## Directions for this task
Write out the records as a Markdown table with the columns "Row" and "Record line," going from the line containing "Place one keypoint on each instance of the rock" through the end of the records and skipping any blank lines.

######

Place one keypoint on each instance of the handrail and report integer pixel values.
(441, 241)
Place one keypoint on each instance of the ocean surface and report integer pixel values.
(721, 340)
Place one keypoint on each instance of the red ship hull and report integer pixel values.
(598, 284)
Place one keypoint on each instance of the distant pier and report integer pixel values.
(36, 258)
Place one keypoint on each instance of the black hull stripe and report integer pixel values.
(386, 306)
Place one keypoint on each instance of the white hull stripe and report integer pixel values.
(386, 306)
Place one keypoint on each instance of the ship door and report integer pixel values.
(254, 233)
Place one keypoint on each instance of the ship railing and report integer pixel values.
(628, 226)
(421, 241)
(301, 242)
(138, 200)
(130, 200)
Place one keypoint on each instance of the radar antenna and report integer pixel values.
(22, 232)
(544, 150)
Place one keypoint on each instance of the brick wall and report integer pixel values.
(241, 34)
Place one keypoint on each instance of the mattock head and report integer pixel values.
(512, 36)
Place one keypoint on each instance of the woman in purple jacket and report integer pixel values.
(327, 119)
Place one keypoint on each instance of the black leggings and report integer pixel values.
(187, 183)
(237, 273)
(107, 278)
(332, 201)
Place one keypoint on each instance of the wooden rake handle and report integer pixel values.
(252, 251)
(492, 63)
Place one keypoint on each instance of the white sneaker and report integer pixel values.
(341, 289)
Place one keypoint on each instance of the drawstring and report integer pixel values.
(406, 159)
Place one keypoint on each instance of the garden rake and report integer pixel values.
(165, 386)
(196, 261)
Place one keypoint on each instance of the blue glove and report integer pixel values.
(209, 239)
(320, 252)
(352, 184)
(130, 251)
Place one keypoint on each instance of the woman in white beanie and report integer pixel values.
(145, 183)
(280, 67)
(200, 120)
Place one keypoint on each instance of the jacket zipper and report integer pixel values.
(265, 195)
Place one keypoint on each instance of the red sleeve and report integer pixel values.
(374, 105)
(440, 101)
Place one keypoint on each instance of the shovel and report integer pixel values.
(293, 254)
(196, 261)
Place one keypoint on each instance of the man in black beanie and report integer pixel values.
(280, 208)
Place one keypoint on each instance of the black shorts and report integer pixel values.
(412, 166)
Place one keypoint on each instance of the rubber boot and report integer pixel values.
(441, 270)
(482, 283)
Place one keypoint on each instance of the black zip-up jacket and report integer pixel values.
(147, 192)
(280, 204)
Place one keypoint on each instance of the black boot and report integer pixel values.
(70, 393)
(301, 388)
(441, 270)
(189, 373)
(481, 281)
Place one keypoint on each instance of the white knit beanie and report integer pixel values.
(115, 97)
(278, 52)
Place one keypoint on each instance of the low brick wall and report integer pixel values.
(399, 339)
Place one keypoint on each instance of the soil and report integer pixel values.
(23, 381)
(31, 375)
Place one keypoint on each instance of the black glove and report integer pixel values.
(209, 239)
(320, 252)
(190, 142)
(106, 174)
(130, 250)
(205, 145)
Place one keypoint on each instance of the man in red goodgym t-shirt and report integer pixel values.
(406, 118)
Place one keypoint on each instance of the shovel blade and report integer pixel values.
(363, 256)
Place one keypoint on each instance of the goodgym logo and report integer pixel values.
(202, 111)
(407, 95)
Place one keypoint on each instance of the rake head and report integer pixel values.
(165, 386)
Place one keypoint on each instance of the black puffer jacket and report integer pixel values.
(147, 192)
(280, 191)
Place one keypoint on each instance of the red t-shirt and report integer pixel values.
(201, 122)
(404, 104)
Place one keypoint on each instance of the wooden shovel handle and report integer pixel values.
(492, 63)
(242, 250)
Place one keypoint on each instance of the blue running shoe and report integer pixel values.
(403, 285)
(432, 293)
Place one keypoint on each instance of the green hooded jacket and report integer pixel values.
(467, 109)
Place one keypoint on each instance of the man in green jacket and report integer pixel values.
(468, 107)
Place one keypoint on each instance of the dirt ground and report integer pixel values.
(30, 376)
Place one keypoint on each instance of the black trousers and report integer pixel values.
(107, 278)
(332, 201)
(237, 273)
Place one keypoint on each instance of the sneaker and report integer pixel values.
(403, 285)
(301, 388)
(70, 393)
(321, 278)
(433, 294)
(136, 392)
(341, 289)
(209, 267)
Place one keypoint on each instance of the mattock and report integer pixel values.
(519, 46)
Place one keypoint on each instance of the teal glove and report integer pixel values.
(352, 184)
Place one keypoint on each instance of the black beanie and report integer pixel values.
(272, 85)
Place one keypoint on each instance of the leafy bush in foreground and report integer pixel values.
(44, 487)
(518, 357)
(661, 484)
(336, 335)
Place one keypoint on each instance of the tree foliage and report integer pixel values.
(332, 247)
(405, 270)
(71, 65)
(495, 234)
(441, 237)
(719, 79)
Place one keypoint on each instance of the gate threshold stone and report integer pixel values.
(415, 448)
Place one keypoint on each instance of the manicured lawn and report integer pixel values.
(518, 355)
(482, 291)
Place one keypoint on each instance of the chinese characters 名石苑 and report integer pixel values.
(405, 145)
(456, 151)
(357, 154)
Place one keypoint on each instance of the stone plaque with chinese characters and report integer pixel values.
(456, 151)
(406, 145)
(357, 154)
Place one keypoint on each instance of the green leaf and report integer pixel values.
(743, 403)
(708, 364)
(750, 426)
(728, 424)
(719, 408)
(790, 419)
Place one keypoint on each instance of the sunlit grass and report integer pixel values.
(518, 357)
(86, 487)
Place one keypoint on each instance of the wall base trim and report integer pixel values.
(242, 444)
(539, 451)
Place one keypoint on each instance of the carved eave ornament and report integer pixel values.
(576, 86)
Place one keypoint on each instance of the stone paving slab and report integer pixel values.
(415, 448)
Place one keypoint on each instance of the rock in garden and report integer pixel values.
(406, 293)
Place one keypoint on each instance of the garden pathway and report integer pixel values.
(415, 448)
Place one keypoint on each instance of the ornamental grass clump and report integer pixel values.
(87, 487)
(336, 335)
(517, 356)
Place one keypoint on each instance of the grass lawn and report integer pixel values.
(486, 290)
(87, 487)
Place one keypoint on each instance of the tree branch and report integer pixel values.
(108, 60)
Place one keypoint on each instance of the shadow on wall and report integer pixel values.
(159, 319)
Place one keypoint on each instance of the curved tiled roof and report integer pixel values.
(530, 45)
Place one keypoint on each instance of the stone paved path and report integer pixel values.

######

## Response to this exercise
| Row | Record line |
|---|---|
| 1 | Place one keypoint on each instance of the rock in garden and report integer pixel values. |
| 2 | (406, 293) |
| 3 | Place one keypoint on each instance of the garden pathway and report integer pixel values. |
| 4 | (415, 448) |
| 5 | Place one keypoint on each instance of the ornamental grass clump and report integer pixel values. |
| 6 | (87, 487) |
| 7 | (336, 335) |
| 8 | (517, 356) |
| 9 | Place one keypoint on each instance of the grass lawn and report integer pixel values. |
| 10 | (486, 290) |
| 11 | (87, 487) |
| 12 | Place one keypoint on each instance of the tree branch and report integer pixel values. |
| 13 | (108, 60) |
| 14 | Place one keypoint on each instance of the shadow on wall and report integer pixel values. |
| 15 | (159, 319) |
| 16 | Place one keypoint on each instance of the curved tiled roof and report integer pixel values. |
| 17 | (530, 45) |
| 18 | Place one keypoint on each instance of the stone paved path and report integer pixel values. |